--- Set problem ---
Reproduce the listing below, swapping every occurrence of "flower petal" for "leaf" and leaving all other text unchanged.

+-------+

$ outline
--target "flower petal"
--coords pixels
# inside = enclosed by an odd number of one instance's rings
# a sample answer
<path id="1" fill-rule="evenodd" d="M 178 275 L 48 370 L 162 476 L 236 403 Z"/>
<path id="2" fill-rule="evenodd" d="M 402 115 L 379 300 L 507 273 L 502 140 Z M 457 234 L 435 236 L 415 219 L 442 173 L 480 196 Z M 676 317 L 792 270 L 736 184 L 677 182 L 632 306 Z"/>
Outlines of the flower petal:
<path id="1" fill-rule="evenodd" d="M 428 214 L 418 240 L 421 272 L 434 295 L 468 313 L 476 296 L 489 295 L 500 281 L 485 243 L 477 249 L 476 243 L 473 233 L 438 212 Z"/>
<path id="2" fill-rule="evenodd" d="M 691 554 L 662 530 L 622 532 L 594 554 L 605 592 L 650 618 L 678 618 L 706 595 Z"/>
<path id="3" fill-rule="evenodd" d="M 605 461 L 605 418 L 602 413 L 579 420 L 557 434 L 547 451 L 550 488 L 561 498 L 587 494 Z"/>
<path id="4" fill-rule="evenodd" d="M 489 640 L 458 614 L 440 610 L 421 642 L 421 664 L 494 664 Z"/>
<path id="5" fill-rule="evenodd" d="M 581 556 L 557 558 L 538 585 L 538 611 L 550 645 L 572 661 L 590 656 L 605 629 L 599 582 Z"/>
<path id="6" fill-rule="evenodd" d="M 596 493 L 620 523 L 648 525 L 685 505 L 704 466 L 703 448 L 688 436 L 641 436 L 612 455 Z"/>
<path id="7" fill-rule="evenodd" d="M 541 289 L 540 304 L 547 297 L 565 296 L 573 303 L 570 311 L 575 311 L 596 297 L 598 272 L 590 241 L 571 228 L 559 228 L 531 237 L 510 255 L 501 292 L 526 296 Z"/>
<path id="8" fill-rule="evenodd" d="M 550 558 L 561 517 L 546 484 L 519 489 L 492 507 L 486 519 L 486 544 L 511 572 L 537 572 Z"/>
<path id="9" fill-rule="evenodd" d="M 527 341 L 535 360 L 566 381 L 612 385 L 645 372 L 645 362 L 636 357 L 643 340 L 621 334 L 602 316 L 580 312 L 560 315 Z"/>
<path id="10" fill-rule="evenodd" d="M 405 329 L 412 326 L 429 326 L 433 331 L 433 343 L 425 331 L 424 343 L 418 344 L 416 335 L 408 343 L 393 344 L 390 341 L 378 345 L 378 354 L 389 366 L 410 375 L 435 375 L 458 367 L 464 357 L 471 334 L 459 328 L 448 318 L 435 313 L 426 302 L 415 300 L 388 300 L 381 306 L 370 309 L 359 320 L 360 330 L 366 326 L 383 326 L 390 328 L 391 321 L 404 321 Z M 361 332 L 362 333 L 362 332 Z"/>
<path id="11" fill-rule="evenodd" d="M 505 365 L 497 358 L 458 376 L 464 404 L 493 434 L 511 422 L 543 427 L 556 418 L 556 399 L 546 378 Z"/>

+-------+

--- Completed task ---
$ outline
--target "leaf"
--coords pixels
# inside = enclosed by an odd number of one instance's rings
# a sample answer
<path id="1" fill-rule="evenodd" d="M 178 275 L 48 370 L 162 476 L 236 403 Z"/>
<path id="2" fill-rule="evenodd" d="M 402 115 L 379 300 L 507 273 L 502 140 Z M 457 234 L 435 236 L 415 219 L 442 173 L 480 196 Z M 676 317 L 792 270 L 736 184 L 677 182 L 632 306 Z"/>
Outlines of the leaf:
<path id="1" fill-rule="evenodd" d="M 428 214 L 418 240 L 421 272 L 434 295 L 468 313 L 476 296 L 489 295 L 500 281 L 485 243 L 477 249 L 476 243 L 473 233 L 438 212 Z"/>
<path id="2" fill-rule="evenodd" d="M 691 554 L 662 530 L 622 532 L 594 554 L 605 592 L 650 618 L 678 618 L 706 595 Z"/>
<path id="3" fill-rule="evenodd" d="M 605 461 L 605 418 L 602 413 L 579 420 L 557 434 L 547 451 L 550 488 L 561 498 L 587 494 Z"/>
<path id="4" fill-rule="evenodd" d="M 489 640 L 458 614 L 440 610 L 421 642 L 421 664 L 494 664 Z"/>
<path id="5" fill-rule="evenodd" d="M 581 556 L 557 558 L 538 585 L 538 611 L 550 645 L 572 661 L 590 656 L 605 629 L 599 582 Z"/>
<path id="6" fill-rule="evenodd" d="M 596 493 L 620 523 L 648 525 L 685 505 L 704 466 L 703 448 L 688 436 L 641 436 L 612 455 Z"/>
<path id="7" fill-rule="evenodd" d="M 541 289 L 540 304 L 547 297 L 565 296 L 573 303 L 570 311 L 575 311 L 596 297 L 598 272 L 590 241 L 571 228 L 559 228 L 531 237 L 510 255 L 501 292 L 526 296 Z"/>
<path id="8" fill-rule="evenodd" d="M 550 558 L 561 517 L 546 484 L 519 489 L 492 507 L 486 519 L 486 544 L 511 572 L 537 572 Z"/>
<path id="9" fill-rule="evenodd" d="M 527 341 L 535 360 L 566 381 L 612 385 L 645 372 L 645 362 L 636 357 L 643 340 L 621 334 L 602 316 L 580 312 L 560 315 Z"/>
<path id="10" fill-rule="evenodd" d="M 405 329 L 412 326 L 429 326 L 433 331 L 433 343 L 425 331 L 424 343 L 418 344 L 416 335 L 408 343 L 393 344 L 390 341 L 378 345 L 378 354 L 389 366 L 410 375 L 435 375 L 458 367 L 464 357 L 471 334 L 459 328 L 448 318 L 435 313 L 426 302 L 415 300 L 388 300 L 381 306 L 370 309 L 359 320 L 360 330 L 366 326 L 383 326 L 390 328 L 391 321 L 404 321 Z M 361 332 L 362 333 L 362 332 Z"/>
<path id="11" fill-rule="evenodd" d="M 505 365 L 497 358 L 458 376 L 464 404 L 493 434 L 511 422 L 543 427 L 556 418 L 556 399 L 546 378 Z"/>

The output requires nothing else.